Recopiez intégralement, sans rien modifier, le texte sur la création de valeur dans les grandes bourses occidentales.

### Texte à lire:
++++
Les grandes bourses occidentales (États-Unis, Allemagne, Royaume-Uni et France) ont connu une forte performance au cours des dix dernières années. La rentabilité pour l’actionnaire, le TSR, des principaux indices boursiers de ces pays a été supérieur à 9 % par an. Cette performance a néanmoins été très différente entre les bourses, entre les secteurs et entre les entreprises d’un même secteur. Un constat demeure : la croissance est le levier le plus puissant de création de valeur.

Comparaison de la performance des principaux indices boursiers

La création de valeur est la différence de valeur d’une société entre deux horizons de temps. Il s’agit d’une approche dynamique et non statique. Financièrement, elle se mesure par la rentabilité annuelle totale pour l’actionnaire, le TSR1. Elle doit se comparer au niveau de risque pris par l’actionnaire. Elle intègre cinq grandes variables : la croissance du chiffre d’affaires, l’évolution de la rentabilité, le niveau d’investissement, le niveau de risque (coût du capital) et le temps. Les grandes bourses occidentales ont connu une forte performance au cours des dix dernières années. Aux États-Unis, le TSR s’est élevé à plus de 15 % par an. Ceci signifie qu’un investissement de 1 euro fin 2013 vaut 4 euros fin 2023 (en intégrant la croissance du cours de Bourse et les dividendes réinvestis) soit un gain net de 3 euros. Il existe néanmoins de fortes différences de performance entre les bourses. La bourse américaine a généré le TSR le plus élevé : 16 %. La France a généré un TSR de 11 % et l’Allemagne et le Royaume-Uni un TSR de 9 %.

Principaux enseignements au niveau d’un investisseur

1. La différence de création de valeur entre les bourses vient d’abord d’une différence de croissance des entreprises. La performance de chaque bourse est corrélée à la croissance des entreprises. Les États-Unis ont une croissance annuelle moyenne des entreprises du Fortune 40 de 5 % contre 3 % pour la France (CAC 40), 2 % pour l’Allemagne (DAX 40) et -1 % pour le Royaume-Uni (FTSE 40).
++++
### Données:
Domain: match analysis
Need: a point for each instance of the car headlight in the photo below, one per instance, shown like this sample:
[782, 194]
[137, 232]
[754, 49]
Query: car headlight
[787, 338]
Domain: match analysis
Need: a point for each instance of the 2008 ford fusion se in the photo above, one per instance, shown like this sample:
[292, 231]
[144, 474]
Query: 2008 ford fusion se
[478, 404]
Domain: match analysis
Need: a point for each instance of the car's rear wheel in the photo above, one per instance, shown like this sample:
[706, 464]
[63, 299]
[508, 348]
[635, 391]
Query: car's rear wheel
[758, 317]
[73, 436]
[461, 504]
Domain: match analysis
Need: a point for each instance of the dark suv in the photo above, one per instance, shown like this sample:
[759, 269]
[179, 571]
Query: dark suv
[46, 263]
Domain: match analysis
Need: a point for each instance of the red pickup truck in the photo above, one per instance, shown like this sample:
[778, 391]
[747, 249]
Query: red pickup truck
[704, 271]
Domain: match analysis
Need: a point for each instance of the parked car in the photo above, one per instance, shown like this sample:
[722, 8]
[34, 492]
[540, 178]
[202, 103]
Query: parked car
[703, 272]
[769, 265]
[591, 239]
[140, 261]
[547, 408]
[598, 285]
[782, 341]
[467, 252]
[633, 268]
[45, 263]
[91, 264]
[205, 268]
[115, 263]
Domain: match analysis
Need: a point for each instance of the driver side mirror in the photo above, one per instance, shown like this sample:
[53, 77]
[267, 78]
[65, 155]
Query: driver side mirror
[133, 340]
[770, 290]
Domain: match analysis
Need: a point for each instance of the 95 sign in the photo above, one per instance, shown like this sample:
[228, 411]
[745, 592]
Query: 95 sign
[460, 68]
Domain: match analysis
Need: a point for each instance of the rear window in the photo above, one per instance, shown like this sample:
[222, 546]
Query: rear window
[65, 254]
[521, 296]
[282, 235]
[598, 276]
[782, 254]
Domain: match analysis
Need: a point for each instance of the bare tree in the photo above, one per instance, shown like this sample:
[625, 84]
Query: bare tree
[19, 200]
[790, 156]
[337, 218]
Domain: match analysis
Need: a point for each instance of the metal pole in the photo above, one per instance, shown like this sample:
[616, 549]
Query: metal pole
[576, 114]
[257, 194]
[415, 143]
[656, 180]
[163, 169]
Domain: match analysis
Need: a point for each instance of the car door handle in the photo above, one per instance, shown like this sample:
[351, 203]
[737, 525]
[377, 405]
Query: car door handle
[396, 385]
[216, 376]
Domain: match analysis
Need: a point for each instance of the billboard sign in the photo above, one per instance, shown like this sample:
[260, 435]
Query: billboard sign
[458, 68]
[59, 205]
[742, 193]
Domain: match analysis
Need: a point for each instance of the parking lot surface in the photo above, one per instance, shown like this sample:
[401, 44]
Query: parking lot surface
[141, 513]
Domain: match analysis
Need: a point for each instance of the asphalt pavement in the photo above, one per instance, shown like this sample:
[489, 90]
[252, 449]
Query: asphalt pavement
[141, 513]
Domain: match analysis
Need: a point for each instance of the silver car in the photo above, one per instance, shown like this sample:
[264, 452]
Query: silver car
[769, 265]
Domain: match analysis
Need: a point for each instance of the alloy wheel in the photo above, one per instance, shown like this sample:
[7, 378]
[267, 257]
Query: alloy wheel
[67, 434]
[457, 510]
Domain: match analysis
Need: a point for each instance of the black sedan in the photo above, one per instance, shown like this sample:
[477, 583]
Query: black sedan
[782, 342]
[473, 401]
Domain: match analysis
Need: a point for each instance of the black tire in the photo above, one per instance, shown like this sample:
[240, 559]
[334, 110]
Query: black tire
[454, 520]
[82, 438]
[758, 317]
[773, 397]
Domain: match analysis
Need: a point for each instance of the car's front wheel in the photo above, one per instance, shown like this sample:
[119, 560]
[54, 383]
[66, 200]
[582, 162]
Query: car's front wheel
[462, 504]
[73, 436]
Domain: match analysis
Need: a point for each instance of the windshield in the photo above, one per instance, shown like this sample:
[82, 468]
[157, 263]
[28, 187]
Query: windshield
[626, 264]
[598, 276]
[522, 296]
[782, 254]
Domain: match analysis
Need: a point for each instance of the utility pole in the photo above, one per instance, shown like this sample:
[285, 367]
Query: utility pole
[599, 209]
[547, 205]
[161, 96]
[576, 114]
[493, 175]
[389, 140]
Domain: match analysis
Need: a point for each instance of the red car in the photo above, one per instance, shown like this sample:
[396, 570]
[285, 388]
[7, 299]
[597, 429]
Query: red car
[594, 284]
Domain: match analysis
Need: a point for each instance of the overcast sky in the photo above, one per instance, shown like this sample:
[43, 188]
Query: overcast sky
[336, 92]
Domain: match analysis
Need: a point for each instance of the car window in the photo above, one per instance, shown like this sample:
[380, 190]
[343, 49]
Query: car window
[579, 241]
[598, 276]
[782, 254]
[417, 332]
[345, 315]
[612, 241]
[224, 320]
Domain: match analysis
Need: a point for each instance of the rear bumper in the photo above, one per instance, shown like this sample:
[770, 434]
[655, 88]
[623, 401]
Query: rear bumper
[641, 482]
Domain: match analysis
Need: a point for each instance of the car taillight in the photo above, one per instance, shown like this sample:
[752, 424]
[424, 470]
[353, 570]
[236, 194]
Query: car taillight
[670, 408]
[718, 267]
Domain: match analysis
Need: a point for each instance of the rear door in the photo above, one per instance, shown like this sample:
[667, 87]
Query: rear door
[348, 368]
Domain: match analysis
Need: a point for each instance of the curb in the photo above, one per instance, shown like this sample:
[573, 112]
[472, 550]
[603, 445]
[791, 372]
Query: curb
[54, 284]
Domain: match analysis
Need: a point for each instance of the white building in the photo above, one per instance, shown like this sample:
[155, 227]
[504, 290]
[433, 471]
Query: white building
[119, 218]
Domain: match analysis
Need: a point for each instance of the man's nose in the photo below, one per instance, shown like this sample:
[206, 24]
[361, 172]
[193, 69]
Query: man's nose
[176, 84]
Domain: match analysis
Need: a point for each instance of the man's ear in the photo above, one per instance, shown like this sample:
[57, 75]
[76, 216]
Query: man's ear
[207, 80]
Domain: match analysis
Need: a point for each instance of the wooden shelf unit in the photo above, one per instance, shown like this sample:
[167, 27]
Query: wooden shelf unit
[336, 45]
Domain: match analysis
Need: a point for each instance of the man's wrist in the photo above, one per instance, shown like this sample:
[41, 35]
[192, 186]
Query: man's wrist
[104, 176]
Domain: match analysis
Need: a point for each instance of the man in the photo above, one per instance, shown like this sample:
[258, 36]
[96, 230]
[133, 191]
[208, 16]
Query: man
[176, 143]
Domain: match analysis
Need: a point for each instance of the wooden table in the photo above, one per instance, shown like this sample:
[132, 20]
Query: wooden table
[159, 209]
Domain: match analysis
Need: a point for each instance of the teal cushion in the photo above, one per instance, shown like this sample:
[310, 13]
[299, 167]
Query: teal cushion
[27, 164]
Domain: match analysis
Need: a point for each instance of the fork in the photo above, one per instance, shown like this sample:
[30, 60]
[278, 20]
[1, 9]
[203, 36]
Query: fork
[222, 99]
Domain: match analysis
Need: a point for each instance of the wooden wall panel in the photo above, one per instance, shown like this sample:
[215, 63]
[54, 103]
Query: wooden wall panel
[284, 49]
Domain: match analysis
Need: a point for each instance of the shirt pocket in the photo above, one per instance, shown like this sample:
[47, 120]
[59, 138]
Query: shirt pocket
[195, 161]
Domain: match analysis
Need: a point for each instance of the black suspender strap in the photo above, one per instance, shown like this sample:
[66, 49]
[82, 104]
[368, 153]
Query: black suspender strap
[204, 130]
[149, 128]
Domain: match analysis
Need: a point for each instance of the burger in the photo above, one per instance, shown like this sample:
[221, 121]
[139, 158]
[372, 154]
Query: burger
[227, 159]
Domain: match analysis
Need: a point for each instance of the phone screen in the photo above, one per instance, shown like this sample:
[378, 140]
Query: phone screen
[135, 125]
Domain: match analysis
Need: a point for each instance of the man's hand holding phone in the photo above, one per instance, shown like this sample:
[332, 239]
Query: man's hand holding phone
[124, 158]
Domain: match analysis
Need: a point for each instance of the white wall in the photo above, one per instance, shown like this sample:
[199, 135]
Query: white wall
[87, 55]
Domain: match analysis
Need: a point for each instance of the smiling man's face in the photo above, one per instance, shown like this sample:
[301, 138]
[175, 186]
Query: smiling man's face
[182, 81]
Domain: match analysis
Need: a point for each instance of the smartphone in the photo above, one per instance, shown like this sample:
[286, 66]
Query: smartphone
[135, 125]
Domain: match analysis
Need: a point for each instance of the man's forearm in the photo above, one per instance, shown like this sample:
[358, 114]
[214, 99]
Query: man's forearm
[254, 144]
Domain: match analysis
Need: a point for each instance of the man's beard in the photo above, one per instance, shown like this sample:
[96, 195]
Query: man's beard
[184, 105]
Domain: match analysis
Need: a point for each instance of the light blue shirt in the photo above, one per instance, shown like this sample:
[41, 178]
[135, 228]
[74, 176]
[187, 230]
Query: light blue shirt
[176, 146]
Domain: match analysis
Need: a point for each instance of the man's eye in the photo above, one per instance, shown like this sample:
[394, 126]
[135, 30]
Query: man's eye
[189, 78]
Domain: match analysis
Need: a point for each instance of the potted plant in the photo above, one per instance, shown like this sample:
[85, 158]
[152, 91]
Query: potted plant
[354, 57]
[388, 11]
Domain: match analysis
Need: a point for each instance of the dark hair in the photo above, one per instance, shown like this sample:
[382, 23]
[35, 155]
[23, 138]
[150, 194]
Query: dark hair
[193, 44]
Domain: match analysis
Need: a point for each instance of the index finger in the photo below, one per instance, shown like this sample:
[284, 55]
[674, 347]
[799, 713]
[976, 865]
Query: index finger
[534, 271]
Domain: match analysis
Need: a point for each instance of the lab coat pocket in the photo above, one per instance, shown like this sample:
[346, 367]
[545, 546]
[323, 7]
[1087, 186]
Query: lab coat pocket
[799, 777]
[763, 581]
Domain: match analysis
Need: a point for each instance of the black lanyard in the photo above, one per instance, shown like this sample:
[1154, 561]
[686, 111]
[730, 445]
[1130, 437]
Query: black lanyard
++++
### Réponse attendue:
Les grandes bourses occidentales (États-Unis, Allemagne, Royaume-Uni et France) ont connu une forte performance au cours des dix dernières années. La rentabilité pour l’actionnaire, le TSR, des principaux indices boursiers de ces pays a été supérieur à 9 % par an. Cette performance a néanmoins été très différente entre les bourses, entre les secteurs et entre les entreprises d’un même secteur. Un constat demeure : la croissance est le levier le plus puissant de création de valeur.

Comparaison de la performance des principaux indices boursiers

La création de valeur est la différence de valeur d’une société entre deux horizons de temps. Il s’agit d’une approche dynamique et non statique. Financièrement, elle se mesure par la rentabilité annuelle totale pour l’actionnaire, le TSR1. Elle doit se comparer au niveau de risque pris par l’actionnaire. Elle intègre cinq grandes variables : la croissance du chiffre d’affaires, l’évolution de la rentabilité, le niveau d’investissement, le niveau de risque (coût du capital) et le temps. Les grandes bourses occidentales ont connu une forte performance au cours des dix dernières années. Aux États-Unis, le TSR s’est élevé à plus de 15 % par an. Ceci signifie qu’un investissement de 1 euro fin 2013 vaut 4 euros fin 2023 (en intégrant la croissance du cours de Bourse et les dividendes réinvestis) soit un gain net de 3 euros. Il existe néanmoins de fortes différences de performance entre les bourses. La bourse américaine a généré le TSR le plus élevé : 16 %. La France a généré un TSR de 11 % et l’Allemagne et le Royaume-Uni un TSR de 9 %.

Principaux enseignements au niveau d’un investisseur

1. La différence de création de valeur entre les bourses vient d’abord d’une différence de croissance des entreprises. La performance de chaque bourse est corrélée à la croissance des entreprises. Les États-Unis ont une croissance annuelle moyenne des entreprises du Fortune 40 de 5 % contre 3 % pour la France (CAC 40), 2 % pour l’Allemagne (DAX 40) et -1 % pour le Royaume-Uni (FTSE 40).